─── GIVEN INFORMATION ───

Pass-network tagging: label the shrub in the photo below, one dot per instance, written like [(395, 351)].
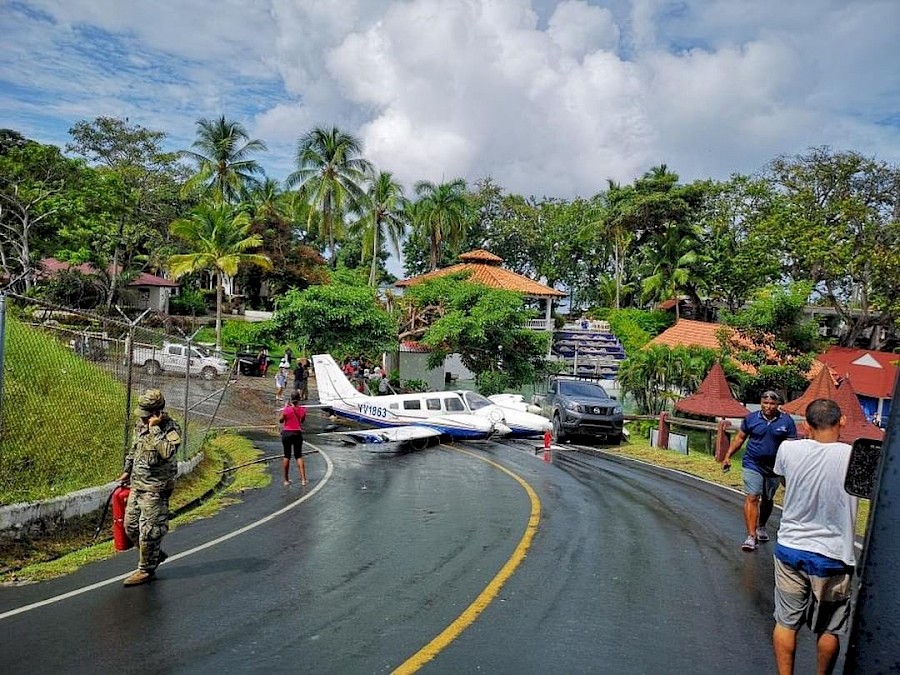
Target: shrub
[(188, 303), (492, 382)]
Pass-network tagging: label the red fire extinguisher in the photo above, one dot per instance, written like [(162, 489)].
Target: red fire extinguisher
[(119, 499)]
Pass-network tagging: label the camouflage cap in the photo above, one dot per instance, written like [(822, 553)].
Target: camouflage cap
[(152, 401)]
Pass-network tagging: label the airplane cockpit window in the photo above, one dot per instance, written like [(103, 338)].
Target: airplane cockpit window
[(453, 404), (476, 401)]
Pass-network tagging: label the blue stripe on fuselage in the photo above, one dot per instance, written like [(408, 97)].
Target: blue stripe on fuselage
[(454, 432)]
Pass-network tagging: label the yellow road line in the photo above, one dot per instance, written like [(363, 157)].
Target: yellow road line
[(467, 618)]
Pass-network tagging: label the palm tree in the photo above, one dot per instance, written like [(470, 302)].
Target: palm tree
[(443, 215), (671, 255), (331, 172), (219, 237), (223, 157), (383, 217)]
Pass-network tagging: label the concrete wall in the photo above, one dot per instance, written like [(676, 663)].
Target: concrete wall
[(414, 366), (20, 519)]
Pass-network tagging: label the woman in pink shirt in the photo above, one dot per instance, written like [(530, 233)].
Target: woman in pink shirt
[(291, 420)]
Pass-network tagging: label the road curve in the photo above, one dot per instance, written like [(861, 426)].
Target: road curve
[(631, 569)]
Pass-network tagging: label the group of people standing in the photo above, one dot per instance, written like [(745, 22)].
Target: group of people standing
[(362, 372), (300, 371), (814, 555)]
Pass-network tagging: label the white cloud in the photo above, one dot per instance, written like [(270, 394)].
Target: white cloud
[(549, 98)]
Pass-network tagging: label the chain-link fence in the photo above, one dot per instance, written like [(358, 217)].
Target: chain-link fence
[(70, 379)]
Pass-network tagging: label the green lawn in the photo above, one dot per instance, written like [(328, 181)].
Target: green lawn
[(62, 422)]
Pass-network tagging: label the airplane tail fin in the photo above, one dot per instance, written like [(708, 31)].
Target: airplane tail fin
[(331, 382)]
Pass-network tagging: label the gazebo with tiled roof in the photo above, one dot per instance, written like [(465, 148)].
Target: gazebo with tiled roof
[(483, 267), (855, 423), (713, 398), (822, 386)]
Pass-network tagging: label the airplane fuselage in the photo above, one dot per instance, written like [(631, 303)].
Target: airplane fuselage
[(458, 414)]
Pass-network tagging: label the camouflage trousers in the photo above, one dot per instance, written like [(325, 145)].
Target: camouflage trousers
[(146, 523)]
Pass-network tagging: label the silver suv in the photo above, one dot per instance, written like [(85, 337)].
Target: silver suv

───

OBJECTIVE =>
Put each line of the records above into a JSON list of strings, one string per line, with blank lines left out. Leave out the pictures.

TASK SOLUTION =>
[
  "Pass-network tagging: label the shrub in the photo below, one dot per instance, written like [(395, 351)].",
  "Target: shrub",
  "[(188, 303), (492, 382)]",
  "Pass-network tagging: label the red fire extinguisher in the photo above, one dot per instance, written like [(162, 489)].",
  "Target: red fire extinguisher",
  "[(119, 499)]",
  "Pass-network tagging: label the camouflage cap in the photo above, one dot per instance, written like [(822, 553)].",
  "Target: camouflage cap",
  "[(152, 401)]",
  "Pass-network tagging: label the airplane cockpit window in the photo above, one dot per instance, written like [(103, 338)].",
  "Target: airplane cockpit window",
  "[(453, 404), (476, 401)]",
  "Pass-network tagging: label the blue stripe on fuselage in the photo above, one dot per instance, written like [(408, 97)].",
  "Target: blue stripe on fuselage",
  "[(454, 432)]",
  "Pass-network tagging: label the yellow road line in the photo above, one dot per instance, written like [(363, 157)].",
  "Target: yellow road line",
  "[(467, 618)]",
  "Pass-network tagging: label the palm tree in the photo above, one dot per instance, written like [(470, 302)].",
  "Target: palm tree",
  "[(443, 215), (671, 255), (331, 172), (219, 237), (223, 157), (383, 217)]",
  "Pass-network tagging: label the concrete wall in the photo above, one dot per instance, written like [(676, 663)].",
  "Target: concrete wall",
  "[(414, 366), (20, 519)]",
  "Pass-network tagging: label the woman in pink shirt in the photo above, one dot per instance, written like [(530, 233)].",
  "Target: woman in pink shirt",
  "[(291, 420)]",
  "Pass-network tagging: label the road curve in the photo above, one dot per instance, written like [(861, 426)].",
  "Target: road curve",
  "[(631, 569)]",
  "Pass-network tagging: label the group of people standing in the photo above, one dot per instance, written like [(745, 22)].",
  "Target: group of people standing",
  "[(362, 372), (300, 371), (814, 555)]",
  "Pass-network tagging: label the white cloud in the photo above, one dot per instance, written like [(270, 394)].",
  "Target: white cloud",
  "[(549, 98)]",
  "Pass-network tagging: label the chain-link fence in the photo above, one dot per instance, written like [(358, 217)].",
  "Target: chain-link fence",
  "[(70, 379)]",
  "Pass-network tagging: label the green lawn in the photo above, one dot per instance, written like [(328, 181)].",
  "Target: green lawn",
  "[(62, 422)]",
  "Pass-network tagging: label the airplane tail fin in the photo above, one dot per instance, written like [(708, 31)].",
  "Target: airplane tail fin",
  "[(331, 382)]",
  "Pass-network tagging: label the gazebo with tiled roof in the photo above, one dot per instance, written like [(465, 148)].",
  "Target: gazebo with tiled roof",
  "[(483, 267), (855, 423), (713, 398), (822, 386)]",
  "Pass-network tagging: label the airplane fuselage in the photo above, one dot per instance, written like [(631, 303)].",
  "Target: airplane fuselage",
  "[(458, 414)]",
  "Pass-network tagging: label the camouflage trousers in the photo above, one dot per instance, written like [(325, 145)].",
  "Target: camouflage trousers",
  "[(146, 523)]",
  "Pass-network tagging: label the silver suv in the photo above, one dot per instance, written like [(85, 337)].",
  "Target: silver suv"
]